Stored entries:
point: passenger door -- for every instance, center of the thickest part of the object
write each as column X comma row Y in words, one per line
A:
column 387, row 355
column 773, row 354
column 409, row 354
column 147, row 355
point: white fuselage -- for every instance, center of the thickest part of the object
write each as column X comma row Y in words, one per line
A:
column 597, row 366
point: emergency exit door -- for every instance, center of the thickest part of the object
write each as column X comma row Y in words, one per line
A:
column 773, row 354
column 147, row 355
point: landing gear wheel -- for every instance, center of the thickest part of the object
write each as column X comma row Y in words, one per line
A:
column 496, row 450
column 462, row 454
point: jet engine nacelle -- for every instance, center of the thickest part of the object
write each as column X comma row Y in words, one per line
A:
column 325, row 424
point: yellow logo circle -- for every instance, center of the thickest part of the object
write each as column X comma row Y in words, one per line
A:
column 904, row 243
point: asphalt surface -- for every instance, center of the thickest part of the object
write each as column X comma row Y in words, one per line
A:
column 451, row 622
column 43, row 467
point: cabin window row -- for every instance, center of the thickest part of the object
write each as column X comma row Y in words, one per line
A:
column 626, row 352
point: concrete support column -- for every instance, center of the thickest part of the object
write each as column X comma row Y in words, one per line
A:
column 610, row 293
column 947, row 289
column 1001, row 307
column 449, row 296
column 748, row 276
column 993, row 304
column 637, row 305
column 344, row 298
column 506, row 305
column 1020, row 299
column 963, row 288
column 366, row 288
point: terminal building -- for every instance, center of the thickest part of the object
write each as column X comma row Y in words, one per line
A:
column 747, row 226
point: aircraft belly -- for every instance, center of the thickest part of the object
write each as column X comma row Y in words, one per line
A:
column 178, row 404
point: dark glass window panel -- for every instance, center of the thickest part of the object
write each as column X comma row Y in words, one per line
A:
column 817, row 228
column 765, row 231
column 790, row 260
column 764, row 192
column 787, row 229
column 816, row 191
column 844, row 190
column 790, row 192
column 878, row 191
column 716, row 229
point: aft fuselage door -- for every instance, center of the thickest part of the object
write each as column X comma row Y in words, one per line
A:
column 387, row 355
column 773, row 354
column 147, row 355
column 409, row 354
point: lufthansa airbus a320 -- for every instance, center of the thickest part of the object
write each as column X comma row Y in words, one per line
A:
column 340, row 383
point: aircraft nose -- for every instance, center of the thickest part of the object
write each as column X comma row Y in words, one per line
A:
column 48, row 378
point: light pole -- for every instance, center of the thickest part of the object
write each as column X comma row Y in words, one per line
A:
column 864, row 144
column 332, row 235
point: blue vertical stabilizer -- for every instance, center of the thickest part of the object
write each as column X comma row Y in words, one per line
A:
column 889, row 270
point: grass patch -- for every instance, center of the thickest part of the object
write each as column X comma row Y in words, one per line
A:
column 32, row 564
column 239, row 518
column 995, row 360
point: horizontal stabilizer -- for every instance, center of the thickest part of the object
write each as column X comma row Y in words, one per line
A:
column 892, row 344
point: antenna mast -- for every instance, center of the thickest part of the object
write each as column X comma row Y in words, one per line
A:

[Task] Print all of the data above again, word for word, with every line unchanged.

[Solution for this task]
point: passenger door -- for every instance, center of the thickest part of the object
write each as column X comma row Y in words, one per line
A:
column 387, row 355
column 773, row 354
column 409, row 354
column 147, row 355
point: white fuselage -- for every instance, center of the thickest part of the object
write each as column X comma row Y in words, one per line
A:
column 597, row 366
point: emergency exit door -- for every instance, center of the thickest part of the object
write each as column X comma row Y in words, one per line
A:
column 773, row 354
column 147, row 355
point: landing gear wheel -- for every instance, center of the thickest part of the object
write each as column X comma row Y in words, one per line
A:
column 496, row 450
column 462, row 454
point: jet engine nacelle -- for every instance, center of the thickest part of the object
write each as column X comma row Y in words, one per line
A:
column 325, row 424
point: yellow logo circle -- for every instance, center of the thickest part of the object
write each as column X comma row Y in words, one per line
A:
column 904, row 243
point: asphalt surface -- for every instance, center of the thickest part of the object
write each as column X comma row Y in words, one per line
A:
column 451, row 622
column 43, row 467
point: cabin window row -- for every instance, center of the thickest part of the object
write each as column X comma row Y in words, one per line
A:
column 626, row 352
point: concrete support column -- for every instance, center of the thickest part of the object
write each as column X comma row Y in words, one per line
A:
column 610, row 293
column 947, row 289
column 1001, row 307
column 449, row 296
column 748, row 276
column 993, row 304
column 637, row 305
column 344, row 298
column 506, row 305
column 1020, row 299
column 963, row 288
column 366, row 288
point: terminal building -- for every instance, center of the thickest part of the object
write each as column X comma row Y in words, one per line
A:
column 747, row 226
point: aircraft belly -- for every instance, center of the thickest part of the object
write each as column X comma row Y in words, one per line
A:
column 178, row 404
point: dark glass window panel -- for every instance, center of the thickest part of the object
write each as column X comma row Y in words, one per line
A:
column 817, row 228
column 765, row 231
column 790, row 260
column 764, row 192
column 787, row 229
column 816, row 191
column 844, row 190
column 790, row 192
column 878, row 191
column 716, row 229
point: aft fuselage door -- for every instance, center of the thickest part of the object
write each as column X comma row Y in words, one per line
A:
column 387, row 355
column 773, row 354
column 147, row 355
column 409, row 354
point: lufthansa airbus a320 -- for every instance, center of the thickest part of the object
write each as column X comma row Y in words, one per line
A:
column 340, row 383
point: aircraft nose -- for every instance, center of the thickest part of the object
write each as column X comma row Y in words, one per line
A:
column 48, row 378
point: light pole -- for every instance, center of the thickest part of the object
write each as column X comma row Y in words, one per line
A:
column 864, row 144
column 332, row 235
point: blue vertical stabilizer -- for every instance, center of the thickest part of the object
write each as column X comma row Y in words, one per line
A:
column 889, row 270
point: grass patch -- for every instance, center of the thickest part of the object
write each as column X comma row Y in words, one per line
A:
column 32, row 564
column 239, row 518
column 995, row 360
point: horizontal stabilizer -- for every instance, center of the thickest part of the object
write each as column X comma row Y in words, one per line
A:
column 892, row 344
point: antenna mast -- for every instance, center of the thickest part of the object
write each as column X comma row Y in words, one per line
A:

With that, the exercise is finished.